-- WHAT YOU NEED TO DO --
Please say how many lines in the entries below hold the string "oxeye", with no other words.

Point localization data:

Content starts

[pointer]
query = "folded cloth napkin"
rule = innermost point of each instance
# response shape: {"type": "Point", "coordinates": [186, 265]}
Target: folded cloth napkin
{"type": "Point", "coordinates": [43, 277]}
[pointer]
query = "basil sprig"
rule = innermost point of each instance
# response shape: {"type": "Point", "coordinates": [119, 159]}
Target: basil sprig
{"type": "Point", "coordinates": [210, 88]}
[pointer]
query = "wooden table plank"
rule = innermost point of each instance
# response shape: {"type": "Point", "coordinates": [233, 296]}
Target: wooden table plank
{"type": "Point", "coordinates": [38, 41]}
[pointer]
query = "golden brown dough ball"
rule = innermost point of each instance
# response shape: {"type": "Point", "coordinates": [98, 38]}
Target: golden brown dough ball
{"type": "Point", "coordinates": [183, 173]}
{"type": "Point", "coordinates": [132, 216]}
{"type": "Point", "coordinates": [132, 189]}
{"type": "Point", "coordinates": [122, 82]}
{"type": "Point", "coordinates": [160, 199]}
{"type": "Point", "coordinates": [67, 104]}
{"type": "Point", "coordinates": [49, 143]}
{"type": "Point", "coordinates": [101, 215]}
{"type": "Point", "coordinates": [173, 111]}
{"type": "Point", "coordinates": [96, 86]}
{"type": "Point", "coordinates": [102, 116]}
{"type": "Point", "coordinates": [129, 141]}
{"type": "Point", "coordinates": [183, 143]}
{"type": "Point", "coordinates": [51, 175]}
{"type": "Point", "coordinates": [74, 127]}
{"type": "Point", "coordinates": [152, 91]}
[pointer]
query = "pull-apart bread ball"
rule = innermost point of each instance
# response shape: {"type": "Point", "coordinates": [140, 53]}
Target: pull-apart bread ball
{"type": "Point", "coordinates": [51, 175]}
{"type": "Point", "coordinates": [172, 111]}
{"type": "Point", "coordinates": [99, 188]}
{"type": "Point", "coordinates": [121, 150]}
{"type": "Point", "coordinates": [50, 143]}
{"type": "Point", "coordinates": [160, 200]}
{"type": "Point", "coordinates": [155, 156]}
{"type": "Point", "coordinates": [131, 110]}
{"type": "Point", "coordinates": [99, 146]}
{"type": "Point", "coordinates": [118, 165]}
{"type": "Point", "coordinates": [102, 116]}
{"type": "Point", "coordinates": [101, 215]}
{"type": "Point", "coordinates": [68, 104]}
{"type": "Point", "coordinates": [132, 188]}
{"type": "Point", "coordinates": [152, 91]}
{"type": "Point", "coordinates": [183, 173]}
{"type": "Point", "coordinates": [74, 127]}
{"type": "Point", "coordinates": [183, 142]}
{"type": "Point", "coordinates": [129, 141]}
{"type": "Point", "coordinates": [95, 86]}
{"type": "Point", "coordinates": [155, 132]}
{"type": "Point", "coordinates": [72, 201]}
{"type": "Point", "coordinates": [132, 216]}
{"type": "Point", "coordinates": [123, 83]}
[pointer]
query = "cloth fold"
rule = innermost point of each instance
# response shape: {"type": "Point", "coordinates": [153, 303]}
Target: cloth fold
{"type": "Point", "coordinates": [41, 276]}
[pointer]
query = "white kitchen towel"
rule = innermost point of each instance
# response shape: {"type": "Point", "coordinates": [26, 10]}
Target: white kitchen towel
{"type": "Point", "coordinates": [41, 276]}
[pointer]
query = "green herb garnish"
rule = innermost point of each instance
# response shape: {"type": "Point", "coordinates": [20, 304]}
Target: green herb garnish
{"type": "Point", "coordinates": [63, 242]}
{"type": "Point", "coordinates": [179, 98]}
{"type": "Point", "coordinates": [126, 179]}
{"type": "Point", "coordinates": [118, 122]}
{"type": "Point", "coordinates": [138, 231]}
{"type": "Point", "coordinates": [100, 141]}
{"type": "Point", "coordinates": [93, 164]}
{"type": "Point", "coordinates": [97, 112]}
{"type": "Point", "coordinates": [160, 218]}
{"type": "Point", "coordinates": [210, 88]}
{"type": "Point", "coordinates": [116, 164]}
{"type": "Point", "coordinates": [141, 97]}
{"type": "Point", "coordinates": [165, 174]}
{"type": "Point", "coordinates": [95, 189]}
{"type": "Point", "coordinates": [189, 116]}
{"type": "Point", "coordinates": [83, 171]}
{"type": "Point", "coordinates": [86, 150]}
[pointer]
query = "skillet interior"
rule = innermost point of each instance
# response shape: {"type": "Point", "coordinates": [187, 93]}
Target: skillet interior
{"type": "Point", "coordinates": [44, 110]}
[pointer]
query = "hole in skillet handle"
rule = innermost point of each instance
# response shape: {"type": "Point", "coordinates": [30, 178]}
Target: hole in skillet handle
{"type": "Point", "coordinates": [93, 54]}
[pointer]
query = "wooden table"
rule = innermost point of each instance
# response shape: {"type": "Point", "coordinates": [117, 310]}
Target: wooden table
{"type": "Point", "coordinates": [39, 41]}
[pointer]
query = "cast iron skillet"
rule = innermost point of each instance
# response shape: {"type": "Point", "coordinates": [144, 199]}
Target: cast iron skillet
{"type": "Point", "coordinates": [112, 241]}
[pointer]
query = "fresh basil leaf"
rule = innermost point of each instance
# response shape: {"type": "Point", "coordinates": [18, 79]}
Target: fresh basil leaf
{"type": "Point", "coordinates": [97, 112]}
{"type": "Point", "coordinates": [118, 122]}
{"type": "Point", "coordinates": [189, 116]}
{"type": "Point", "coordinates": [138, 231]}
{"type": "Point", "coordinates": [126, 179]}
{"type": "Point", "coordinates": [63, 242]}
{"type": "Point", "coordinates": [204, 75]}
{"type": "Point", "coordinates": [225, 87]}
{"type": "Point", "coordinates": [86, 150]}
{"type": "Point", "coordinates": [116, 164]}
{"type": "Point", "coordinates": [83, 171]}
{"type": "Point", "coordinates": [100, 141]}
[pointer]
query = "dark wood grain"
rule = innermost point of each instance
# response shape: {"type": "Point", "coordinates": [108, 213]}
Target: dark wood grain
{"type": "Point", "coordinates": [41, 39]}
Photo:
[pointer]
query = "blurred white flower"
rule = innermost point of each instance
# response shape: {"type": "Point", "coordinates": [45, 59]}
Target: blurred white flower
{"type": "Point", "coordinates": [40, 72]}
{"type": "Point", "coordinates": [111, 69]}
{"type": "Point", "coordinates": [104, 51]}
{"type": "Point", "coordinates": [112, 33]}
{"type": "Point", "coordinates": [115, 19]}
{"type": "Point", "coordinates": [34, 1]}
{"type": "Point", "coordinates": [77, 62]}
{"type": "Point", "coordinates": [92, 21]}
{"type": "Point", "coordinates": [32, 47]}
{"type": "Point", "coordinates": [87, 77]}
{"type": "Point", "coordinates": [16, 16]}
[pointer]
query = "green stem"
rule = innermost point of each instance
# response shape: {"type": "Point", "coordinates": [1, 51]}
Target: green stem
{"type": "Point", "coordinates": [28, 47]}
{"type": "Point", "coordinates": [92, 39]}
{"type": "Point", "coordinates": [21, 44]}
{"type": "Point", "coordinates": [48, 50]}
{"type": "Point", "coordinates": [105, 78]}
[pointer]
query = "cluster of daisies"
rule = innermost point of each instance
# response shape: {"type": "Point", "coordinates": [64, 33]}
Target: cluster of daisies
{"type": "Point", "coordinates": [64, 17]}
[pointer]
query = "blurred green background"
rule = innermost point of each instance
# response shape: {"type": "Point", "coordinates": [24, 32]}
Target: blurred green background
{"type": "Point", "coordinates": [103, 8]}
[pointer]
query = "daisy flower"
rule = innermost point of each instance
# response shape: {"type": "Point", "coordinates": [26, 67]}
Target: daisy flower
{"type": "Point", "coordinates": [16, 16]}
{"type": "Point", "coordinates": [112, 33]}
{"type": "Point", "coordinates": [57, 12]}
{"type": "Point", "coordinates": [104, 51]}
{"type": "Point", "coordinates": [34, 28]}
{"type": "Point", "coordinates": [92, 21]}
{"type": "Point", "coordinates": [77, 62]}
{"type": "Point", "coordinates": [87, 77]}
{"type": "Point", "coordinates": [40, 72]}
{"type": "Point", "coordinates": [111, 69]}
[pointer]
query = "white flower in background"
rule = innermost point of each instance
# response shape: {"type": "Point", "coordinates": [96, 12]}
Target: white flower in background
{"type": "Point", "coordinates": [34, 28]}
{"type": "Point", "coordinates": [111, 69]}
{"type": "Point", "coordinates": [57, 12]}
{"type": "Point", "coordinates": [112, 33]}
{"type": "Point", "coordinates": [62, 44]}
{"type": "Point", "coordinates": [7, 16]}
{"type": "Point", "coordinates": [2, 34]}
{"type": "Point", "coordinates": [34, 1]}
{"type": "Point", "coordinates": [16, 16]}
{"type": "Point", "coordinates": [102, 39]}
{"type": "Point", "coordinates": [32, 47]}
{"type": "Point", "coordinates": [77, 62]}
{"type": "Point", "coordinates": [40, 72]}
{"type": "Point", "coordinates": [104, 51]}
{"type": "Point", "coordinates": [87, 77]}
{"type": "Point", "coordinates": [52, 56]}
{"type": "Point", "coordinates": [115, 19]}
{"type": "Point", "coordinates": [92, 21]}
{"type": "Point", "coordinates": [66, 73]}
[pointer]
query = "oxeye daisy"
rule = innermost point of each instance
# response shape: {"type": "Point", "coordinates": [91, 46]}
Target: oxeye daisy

Content ends

-- COMPLETED EXERCISE --
2